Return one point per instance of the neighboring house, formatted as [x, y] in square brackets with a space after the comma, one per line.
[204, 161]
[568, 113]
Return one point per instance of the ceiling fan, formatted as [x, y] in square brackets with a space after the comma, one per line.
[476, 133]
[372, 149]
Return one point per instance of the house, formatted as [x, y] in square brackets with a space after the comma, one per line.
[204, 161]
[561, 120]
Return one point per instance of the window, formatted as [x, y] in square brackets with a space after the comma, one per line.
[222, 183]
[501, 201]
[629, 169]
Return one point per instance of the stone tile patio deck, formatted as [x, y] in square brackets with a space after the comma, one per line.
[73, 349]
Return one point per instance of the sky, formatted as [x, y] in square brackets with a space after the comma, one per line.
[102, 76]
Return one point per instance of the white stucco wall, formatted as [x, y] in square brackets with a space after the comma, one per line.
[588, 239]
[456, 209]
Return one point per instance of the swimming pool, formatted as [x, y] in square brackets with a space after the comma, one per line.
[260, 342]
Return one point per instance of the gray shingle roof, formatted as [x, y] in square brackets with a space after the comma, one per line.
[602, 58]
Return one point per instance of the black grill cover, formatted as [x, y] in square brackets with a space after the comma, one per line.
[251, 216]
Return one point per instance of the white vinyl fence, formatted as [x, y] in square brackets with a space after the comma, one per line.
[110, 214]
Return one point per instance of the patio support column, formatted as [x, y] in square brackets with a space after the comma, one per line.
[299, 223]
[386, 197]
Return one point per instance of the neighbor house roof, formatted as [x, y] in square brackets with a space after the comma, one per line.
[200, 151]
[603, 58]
+===+
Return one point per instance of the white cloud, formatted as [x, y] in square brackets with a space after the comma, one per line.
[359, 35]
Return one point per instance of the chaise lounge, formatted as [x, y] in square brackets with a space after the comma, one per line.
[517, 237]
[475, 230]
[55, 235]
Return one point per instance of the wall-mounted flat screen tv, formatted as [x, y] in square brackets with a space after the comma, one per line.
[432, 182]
+===+
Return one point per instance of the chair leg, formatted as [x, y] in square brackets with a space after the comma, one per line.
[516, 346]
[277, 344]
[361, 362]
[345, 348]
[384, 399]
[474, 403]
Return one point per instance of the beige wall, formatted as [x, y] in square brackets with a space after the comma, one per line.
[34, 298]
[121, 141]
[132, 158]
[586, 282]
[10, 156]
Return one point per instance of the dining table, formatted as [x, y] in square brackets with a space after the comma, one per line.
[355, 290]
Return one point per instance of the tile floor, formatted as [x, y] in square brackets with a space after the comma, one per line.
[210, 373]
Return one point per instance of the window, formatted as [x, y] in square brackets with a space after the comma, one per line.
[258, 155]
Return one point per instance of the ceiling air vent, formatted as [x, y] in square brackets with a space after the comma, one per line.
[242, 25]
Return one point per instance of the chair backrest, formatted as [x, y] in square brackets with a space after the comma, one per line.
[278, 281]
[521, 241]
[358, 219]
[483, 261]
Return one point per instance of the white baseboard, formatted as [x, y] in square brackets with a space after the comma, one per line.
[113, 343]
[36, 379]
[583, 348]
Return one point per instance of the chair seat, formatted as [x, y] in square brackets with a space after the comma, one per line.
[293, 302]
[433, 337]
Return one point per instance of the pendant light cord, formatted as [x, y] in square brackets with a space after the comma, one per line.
+===+
== CONSIGNE ==
Pouvez-vous transformer en tableau Markdown les lignes qui commencent à celle contenant "Return one point per instance of the ceiling air" et se terminent à celle contenant "Return one point per instance of the pendant", les deux incluses, avec une colonne Rang pour leur numéro d'ordre et une colonne Texte pour leur contenu, en omettant les lignes vides ?

== SOLUTION ==
| Rang | Texte |
|---|---|
| 1 | Return one point per instance of the ceiling air vent, formatted as [x, y] in square brackets with a space after the comma, one per line. |
| 2 | [242, 25] |
| 3 | Return one point per instance of the chair backrest, formatted as [x, y] in square brackets with a space after the comma, one per line. |
| 4 | [278, 281] |
| 5 | [521, 241] |
| 6 | [358, 219] |
| 7 | [483, 261] |
| 8 | Return one point per instance of the white baseboard, formatted as [x, y] in square brackets with a space after the comma, one per line. |
| 9 | [113, 343] |
| 10 | [36, 379] |
| 11 | [583, 348] |
| 12 | Return one point per instance of the chair seat, formatted as [x, y] in square brackets with a space after the comma, one per line. |
| 13 | [293, 302] |
| 14 | [433, 337] |
| 15 | Return one point per instance of the pendant light cord, formatted as [x, y] in square brackets with a space after the comma, one per line. |